→ Aim
Edit the items from the line with "Q: Looking at the photo above, point out where the blue" up to and including the line with "246 149 523 811", replacing every "bird's" with "animal's" and changing nothing else. Return only those lines.

→ Input records
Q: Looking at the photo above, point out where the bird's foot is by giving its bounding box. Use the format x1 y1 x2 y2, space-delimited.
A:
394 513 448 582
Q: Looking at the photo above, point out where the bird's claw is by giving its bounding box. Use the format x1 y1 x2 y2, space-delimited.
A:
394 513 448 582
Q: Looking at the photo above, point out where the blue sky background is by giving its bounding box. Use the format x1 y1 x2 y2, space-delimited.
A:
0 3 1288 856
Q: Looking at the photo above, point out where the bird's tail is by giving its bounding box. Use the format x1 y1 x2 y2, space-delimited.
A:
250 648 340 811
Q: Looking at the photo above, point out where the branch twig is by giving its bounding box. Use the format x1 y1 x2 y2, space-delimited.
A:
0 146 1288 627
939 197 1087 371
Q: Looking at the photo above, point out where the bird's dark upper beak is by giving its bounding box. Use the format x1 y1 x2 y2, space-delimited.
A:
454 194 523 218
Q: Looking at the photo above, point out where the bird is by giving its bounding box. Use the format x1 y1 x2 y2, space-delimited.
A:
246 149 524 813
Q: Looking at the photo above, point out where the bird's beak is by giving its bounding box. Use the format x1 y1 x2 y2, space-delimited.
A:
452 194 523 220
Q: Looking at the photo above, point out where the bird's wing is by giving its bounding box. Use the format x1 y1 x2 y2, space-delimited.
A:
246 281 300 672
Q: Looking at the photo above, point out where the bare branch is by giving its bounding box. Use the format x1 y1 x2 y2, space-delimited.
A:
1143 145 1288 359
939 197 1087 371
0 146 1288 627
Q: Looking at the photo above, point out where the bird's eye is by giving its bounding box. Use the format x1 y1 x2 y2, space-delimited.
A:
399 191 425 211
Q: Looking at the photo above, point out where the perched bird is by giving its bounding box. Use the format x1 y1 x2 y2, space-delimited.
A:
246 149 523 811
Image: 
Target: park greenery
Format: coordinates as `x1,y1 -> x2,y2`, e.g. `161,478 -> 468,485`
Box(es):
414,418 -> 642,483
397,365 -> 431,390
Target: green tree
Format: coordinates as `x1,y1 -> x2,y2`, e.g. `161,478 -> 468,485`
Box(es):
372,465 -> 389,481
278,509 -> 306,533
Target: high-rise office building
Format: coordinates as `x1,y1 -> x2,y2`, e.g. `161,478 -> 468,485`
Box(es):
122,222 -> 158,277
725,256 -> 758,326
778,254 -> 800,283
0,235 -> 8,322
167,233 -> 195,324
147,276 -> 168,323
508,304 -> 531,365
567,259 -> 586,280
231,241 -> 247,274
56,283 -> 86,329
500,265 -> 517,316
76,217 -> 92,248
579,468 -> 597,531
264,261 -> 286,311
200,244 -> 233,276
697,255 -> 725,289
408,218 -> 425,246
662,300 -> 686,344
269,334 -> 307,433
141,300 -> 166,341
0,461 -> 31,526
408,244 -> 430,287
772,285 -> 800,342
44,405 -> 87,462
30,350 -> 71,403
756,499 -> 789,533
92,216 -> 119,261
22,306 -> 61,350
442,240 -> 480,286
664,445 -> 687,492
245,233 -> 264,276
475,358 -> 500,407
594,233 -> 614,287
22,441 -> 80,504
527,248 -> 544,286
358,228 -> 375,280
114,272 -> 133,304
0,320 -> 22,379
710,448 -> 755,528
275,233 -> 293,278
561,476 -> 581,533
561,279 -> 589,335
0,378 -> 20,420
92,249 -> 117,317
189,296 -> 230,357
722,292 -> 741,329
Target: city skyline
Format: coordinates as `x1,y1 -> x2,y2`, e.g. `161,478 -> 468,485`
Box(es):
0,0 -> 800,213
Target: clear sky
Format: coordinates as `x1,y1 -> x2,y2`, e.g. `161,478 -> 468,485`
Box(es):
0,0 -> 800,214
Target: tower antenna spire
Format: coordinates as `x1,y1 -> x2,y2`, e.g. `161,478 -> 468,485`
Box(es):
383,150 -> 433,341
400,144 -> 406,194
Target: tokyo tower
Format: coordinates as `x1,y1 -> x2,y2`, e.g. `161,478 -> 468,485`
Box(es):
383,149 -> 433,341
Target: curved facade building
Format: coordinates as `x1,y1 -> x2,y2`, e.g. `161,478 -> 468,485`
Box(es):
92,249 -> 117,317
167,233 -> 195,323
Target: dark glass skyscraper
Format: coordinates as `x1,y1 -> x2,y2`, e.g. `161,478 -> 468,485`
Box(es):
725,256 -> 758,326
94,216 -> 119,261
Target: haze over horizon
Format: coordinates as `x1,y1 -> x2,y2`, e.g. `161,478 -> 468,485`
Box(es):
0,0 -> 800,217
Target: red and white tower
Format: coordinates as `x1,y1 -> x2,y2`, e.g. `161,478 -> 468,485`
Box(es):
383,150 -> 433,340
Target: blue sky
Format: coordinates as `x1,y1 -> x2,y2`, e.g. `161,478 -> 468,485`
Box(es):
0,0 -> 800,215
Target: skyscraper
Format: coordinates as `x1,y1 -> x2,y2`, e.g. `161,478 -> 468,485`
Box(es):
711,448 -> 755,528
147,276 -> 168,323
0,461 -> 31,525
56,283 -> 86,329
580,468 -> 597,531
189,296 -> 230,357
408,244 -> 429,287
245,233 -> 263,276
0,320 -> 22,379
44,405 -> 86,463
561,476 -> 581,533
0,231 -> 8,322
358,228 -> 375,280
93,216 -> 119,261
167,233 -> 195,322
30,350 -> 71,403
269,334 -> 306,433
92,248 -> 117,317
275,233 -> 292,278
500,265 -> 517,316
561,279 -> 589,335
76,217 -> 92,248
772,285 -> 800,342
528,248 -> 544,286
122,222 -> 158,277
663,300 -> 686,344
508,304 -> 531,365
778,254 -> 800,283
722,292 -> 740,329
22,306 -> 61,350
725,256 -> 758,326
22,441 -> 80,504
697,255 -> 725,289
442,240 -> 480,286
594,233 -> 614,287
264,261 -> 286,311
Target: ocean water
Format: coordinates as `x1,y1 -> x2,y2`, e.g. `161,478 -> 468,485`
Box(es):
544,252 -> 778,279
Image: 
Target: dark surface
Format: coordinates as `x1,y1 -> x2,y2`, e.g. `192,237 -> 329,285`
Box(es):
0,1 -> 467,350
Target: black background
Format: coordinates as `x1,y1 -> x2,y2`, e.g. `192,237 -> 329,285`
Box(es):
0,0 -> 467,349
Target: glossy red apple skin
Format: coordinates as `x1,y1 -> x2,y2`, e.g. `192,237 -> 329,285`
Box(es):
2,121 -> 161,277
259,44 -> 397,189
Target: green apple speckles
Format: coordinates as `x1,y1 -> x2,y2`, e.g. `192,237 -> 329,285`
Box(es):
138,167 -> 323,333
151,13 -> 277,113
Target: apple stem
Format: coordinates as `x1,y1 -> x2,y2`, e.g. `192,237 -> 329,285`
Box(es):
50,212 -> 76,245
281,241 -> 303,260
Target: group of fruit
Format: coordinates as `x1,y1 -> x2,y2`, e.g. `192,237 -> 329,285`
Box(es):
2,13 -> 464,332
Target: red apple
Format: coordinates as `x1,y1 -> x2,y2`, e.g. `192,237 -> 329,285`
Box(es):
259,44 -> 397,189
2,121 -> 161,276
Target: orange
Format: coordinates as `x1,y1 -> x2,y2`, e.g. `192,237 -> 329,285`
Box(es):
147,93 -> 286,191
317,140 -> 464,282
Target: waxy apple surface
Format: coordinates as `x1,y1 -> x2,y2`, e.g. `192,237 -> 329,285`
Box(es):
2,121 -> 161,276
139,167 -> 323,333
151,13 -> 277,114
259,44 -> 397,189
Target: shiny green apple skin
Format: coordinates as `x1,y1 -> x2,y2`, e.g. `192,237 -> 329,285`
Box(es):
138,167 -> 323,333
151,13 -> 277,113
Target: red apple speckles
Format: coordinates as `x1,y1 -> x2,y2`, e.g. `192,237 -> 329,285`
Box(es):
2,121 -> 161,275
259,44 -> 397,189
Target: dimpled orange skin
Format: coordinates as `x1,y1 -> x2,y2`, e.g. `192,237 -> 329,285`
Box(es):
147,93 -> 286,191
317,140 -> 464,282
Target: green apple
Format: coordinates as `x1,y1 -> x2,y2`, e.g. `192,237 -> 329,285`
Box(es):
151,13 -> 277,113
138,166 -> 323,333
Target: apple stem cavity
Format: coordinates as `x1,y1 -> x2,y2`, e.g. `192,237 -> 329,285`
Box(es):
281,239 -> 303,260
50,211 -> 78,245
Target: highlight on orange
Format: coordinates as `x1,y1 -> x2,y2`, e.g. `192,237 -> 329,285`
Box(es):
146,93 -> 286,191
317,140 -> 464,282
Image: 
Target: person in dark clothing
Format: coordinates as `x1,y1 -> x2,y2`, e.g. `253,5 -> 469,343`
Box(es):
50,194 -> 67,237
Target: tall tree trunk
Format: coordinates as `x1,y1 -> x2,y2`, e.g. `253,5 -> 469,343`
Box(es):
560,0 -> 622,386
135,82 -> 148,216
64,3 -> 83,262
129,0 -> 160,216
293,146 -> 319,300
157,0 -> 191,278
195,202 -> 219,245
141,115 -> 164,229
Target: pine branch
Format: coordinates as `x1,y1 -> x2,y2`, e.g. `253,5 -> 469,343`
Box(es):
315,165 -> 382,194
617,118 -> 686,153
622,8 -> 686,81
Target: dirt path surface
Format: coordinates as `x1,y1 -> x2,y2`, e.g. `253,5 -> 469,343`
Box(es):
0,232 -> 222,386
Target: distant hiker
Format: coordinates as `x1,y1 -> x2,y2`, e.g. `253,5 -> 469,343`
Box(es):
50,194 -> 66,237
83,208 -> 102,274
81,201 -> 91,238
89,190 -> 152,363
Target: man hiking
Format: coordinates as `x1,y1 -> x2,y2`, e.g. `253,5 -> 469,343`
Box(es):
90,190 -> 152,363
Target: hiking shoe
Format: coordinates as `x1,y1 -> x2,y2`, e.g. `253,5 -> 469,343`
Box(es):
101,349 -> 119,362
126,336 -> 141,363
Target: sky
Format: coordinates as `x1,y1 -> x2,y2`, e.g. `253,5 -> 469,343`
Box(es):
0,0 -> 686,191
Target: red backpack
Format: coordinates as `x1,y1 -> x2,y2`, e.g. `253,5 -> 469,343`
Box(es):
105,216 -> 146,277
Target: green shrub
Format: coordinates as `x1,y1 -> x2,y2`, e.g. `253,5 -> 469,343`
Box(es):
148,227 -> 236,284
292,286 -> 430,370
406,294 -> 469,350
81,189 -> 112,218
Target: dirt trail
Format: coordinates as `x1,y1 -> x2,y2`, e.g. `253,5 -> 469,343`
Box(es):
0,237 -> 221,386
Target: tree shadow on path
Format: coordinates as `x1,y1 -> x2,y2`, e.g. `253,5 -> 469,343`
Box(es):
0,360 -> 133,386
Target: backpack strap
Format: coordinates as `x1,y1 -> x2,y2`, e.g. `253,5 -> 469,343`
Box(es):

→ Completed exercise
Q: Looking at the photo above, point out where the blue sky background is by giving its bounding box. Use the format x1 y1 x2 y2, space-delimited.
A:
0 3 1288 856
Q: Looking at the photo above, point out where the animal's tail is by giving its bounding box. Use the format x1 y1 x2 y2, space-delimited.
A:
250 648 340 811
Q: Looking at the photo above, point out where the branch twig is by giving its bounding box. Use the format x1 y1 x2 y2, space-delimited.
A:
0 146 1288 627
939 197 1087 371
Q: Looking at the photo above, point out where the animal's dark upper beak is by giving its bounding box. Use the format x1 y1 x2 y2, space-delimited.
A:
454 194 523 218
Q: Looking at the photo above, point out where the bird is by giving its bounding box. Use the format x1 y1 x2 y2, space-delimited.
A:
246 149 524 813
Q: Looking at the photo above, point out where the animal's beak is by giving its bounding box. Use the format x1 y1 x2 y2, space-delimited.
A:
452 194 523 220
Q: Looking at the photo above, point out where the animal's wing is by giving its bounding box. Use the format x1 y1 x2 y2, space-delimited.
A:
246 281 300 672
Q: Looking at the photo above, point out where the bare branch is by giving its bounding box. Use the format x1 y1 x2 y2, space-delimited.
A:
1143 145 1288 359
939 197 1087 371
0 146 1288 627
Q: Looking at the photo above, point out where the animal's eye is by giving its bounding box. Use the format x1 y1 x2 y2, space-delimited.
A:
399 191 425 211
Q: Looking at the photo above, point out where the perched bird is by giving its bounding box. Use the format x1 y1 x2 y2, space-delimited.
A:
246 149 523 811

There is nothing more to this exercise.